Stored items from a collection:
--- START ---

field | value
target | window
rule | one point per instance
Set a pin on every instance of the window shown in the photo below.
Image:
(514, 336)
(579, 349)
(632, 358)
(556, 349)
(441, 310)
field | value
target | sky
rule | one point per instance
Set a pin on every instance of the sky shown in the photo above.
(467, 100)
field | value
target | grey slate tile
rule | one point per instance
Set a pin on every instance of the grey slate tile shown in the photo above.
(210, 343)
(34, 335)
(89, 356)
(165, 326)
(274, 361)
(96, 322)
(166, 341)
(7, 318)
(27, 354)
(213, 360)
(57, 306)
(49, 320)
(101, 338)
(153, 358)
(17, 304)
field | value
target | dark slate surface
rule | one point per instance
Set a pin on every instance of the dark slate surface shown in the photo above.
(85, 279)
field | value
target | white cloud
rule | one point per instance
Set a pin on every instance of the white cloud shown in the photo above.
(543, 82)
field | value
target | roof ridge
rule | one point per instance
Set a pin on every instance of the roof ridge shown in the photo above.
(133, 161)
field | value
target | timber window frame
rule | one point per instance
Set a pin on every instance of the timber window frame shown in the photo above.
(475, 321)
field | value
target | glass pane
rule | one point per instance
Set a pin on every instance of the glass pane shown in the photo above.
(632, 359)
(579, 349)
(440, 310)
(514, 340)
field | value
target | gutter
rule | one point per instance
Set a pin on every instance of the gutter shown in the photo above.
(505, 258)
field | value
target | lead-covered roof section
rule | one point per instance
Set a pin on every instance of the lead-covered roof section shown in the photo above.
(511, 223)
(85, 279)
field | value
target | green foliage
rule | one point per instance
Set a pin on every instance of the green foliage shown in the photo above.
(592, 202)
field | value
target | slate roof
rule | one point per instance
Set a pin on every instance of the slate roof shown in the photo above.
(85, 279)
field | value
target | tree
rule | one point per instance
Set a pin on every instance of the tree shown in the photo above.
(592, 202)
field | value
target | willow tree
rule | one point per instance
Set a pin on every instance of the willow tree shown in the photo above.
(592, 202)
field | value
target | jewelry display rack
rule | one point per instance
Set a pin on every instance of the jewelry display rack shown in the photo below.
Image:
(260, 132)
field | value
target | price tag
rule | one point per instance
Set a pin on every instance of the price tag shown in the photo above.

--- END ---

• [Brief] The full set of entries above should be given again exactly.

• [Completed task]
field | value
target | window
rule | one point per instance
Set a pin on every instance of the window shown in the photo below.
Image:
(514, 336)
(579, 349)
(632, 358)
(556, 349)
(441, 310)
field | value
target | sky
rule | one point per instance
Set a pin on every instance of the sky shown in the photo above.
(467, 100)
field | value
target | grey slate tile
rule | one point per instance
Set a pin on every instance of the grey slate tile shown in the photo above.
(210, 343)
(34, 335)
(89, 356)
(165, 326)
(274, 361)
(96, 322)
(166, 341)
(7, 318)
(27, 354)
(213, 360)
(57, 306)
(49, 320)
(101, 338)
(153, 358)
(17, 304)
field | value
target | dark slate surface
rule | one point per instance
Set a pin on every instance of the dark slate surface shown in the photo above.
(85, 279)
field | value
target | white cloud
rule | one point per instance
Set a pin on every instance of the white cloud shown in the photo above.
(543, 82)
field | value
target | roof ridge
rule | one point per instance
Set a pin on every instance of the roof ridge shown in the photo above.
(133, 161)
field | value
target | timber window frame
rule | one point per instance
Set a pin on every instance of the timber window frame shown in the photo above.
(475, 321)
field | value
target | glass pane
rule | one point per instance
Set a pin on every instance of the glass pane shown in the photo above.
(632, 359)
(579, 349)
(440, 310)
(514, 340)
field | value
target | gutter
rule | one point per instance
Set a pin on every instance of the gutter shown in the photo above.
(505, 258)
field | value
target | lead-covered roof section
rule | one point per instance
Set a pin on every instance of the lead-covered roof section shown in the photo above.
(511, 223)
(85, 279)
field | value
target | green foliage
rule | one point per instance
Set a pin on every instance of the green foliage shown in the photo above.
(592, 202)
field | value
target | slate roof
rule | one point per instance
Set a pin on every instance of the slate roof shown in the photo above.
(85, 279)
field | value
target | tree
rule | one point per instance
Set a pin on every instance of the tree shown in the photo above.
(592, 202)
field | value
target | willow tree
rule | one point per instance
Set a pin on every instance of the willow tree shown in the photo above.
(592, 202)
field | value
target | jewelry display rack
rule | one point per instance
Set a pin on every instance of the jewelry display rack shown in the photo below.
Image:
(260, 132)
field | value
target | price tag
rule | one point per instance
Set a pin on every instance of the price tag shown in the photo above.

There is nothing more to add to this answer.